**Given problem:** Can you reproduce the entries below, substituting "Required format" for every occurrence of "Output format" and leaving everything else unchanged?

**Dataset rows:**
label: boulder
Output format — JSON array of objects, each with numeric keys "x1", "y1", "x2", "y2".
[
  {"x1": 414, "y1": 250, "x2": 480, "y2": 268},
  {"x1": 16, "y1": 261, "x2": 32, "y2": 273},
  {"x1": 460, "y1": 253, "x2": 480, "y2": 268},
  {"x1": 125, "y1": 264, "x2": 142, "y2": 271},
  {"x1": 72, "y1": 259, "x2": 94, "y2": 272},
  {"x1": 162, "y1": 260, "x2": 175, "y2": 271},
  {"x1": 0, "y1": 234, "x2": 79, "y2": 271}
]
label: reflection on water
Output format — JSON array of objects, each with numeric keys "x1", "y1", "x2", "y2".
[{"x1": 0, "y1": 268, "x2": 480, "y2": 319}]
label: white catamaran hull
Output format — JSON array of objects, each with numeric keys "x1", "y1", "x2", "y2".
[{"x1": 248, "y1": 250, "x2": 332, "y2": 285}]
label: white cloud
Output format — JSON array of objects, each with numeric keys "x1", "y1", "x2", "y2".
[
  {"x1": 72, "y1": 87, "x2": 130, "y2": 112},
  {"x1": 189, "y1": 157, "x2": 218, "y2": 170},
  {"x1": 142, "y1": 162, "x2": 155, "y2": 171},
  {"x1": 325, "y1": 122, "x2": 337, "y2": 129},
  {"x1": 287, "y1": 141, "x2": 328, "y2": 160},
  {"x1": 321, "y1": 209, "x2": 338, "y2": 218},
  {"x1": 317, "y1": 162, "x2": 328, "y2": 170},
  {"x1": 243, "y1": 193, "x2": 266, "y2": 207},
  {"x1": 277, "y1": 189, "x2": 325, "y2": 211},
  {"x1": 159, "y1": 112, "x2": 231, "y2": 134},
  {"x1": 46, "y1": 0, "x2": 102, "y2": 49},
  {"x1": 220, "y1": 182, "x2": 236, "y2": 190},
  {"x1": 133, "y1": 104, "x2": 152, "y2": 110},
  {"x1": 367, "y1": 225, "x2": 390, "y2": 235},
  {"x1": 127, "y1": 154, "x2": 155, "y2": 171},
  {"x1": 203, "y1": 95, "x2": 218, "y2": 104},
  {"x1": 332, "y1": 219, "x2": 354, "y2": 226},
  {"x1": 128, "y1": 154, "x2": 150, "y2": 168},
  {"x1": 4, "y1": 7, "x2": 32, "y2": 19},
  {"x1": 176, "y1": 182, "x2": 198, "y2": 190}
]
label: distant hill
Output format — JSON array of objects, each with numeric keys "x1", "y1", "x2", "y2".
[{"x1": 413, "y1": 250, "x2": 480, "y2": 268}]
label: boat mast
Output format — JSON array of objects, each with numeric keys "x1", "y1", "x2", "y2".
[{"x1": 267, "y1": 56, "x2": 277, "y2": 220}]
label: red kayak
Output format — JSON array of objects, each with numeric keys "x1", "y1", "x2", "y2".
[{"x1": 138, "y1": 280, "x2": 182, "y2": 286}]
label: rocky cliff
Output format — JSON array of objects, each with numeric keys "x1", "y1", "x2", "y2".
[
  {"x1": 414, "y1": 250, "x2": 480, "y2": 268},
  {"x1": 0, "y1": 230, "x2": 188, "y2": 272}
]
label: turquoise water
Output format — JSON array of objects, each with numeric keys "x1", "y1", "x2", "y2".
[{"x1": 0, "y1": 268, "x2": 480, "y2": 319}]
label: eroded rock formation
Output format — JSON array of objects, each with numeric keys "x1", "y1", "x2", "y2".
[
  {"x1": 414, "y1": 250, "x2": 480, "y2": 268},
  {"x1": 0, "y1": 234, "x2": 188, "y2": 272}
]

**Task result:**
label: boulder
Required format — JSON array of objects, each with numeric keys "x1", "y1", "x2", "y2".
[
  {"x1": 414, "y1": 250, "x2": 480, "y2": 268},
  {"x1": 16, "y1": 261, "x2": 32, "y2": 273},
  {"x1": 460, "y1": 253, "x2": 480, "y2": 268},
  {"x1": 125, "y1": 264, "x2": 142, "y2": 271},
  {"x1": 72, "y1": 259, "x2": 94, "y2": 272},
  {"x1": 162, "y1": 260, "x2": 175, "y2": 271},
  {"x1": 0, "y1": 234, "x2": 79, "y2": 271}
]
label: reflection on water
Required format — JSON array of objects, each with numeric keys "x1", "y1", "x2", "y2".
[{"x1": 0, "y1": 268, "x2": 480, "y2": 319}]
label: white catamaran hull
Required format — JSON array of objects, each with numeric keys "x1", "y1", "x2", "y2".
[{"x1": 248, "y1": 250, "x2": 332, "y2": 285}]
label: white cloud
Required format — JSON array of objects, each with numeric keys "x1", "y1", "x2", "y2".
[
  {"x1": 72, "y1": 87, "x2": 130, "y2": 112},
  {"x1": 189, "y1": 157, "x2": 218, "y2": 170},
  {"x1": 142, "y1": 162, "x2": 155, "y2": 171},
  {"x1": 325, "y1": 122, "x2": 337, "y2": 129},
  {"x1": 287, "y1": 141, "x2": 328, "y2": 160},
  {"x1": 321, "y1": 209, "x2": 338, "y2": 218},
  {"x1": 317, "y1": 162, "x2": 328, "y2": 170},
  {"x1": 243, "y1": 193, "x2": 266, "y2": 207},
  {"x1": 277, "y1": 189, "x2": 325, "y2": 211},
  {"x1": 159, "y1": 112, "x2": 231, "y2": 134},
  {"x1": 46, "y1": 0, "x2": 102, "y2": 49},
  {"x1": 220, "y1": 182, "x2": 236, "y2": 190},
  {"x1": 133, "y1": 104, "x2": 152, "y2": 110},
  {"x1": 367, "y1": 225, "x2": 390, "y2": 235},
  {"x1": 127, "y1": 154, "x2": 155, "y2": 171},
  {"x1": 203, "y1": 95, "x2": 218, "y2": 104},
  {"x1": 332, "y1": 219, "x2": 354, "y2": 226},
  {"x1": 128, "y1": 154, "x2": 150, "y2": 168},
  {"x1": 4, "y1": 7, "x2": 32, "y2": 19},
  {"x1": 176, "y1": 182, "x2": 198, "y2": 190}
]
label: distant hill
Required format — JSON array of objects, each with numeric keys "x1", "y1", "x2", "y2".
[{"x1": 413, "y1": 250, "x2": 480, "y2": 268}]
label: boat mast
Required format — JSON array of objects, each with numeric keys "x1", "y1", "x2", "y2".
[{"x1": 267, "y1": 56, "x2": 277, "y2": 220}]
label: red kayak
Required format — JSON array of objects, each with numeric keys "x1", "y1", "x2", "y2".
[{"x1": 138, "y1": 280, "x2": 182, "y2": 286}]
label: rocky cliff
Required format — JSON array of objects, each with numeric keys "x1", "y1", "x2", "y2".
[
  {"x1": 414, "y1": 250, "x2": 480, "y2": 268},
  {"x1": 0, "y1": 230, "x2": 188, "y2": 272}
]
label: turquoise water
Required format — JSON array of objects, each with numeric keys "x1", "y1", "x2", "y2".
[{"x1": 0, "y1": 268, "x2": 480, "y2": 319}]
label: eroded rock formation
Required format — JSON array of objects, each with numeric keys "x1", "y1", "x2", "y2".
[
  {"x1": 414, "y1": 250, "x2": 480, "y2": 268},
  {"x1": 0, "y1": 234, "x2": 188, "y2": 272}
]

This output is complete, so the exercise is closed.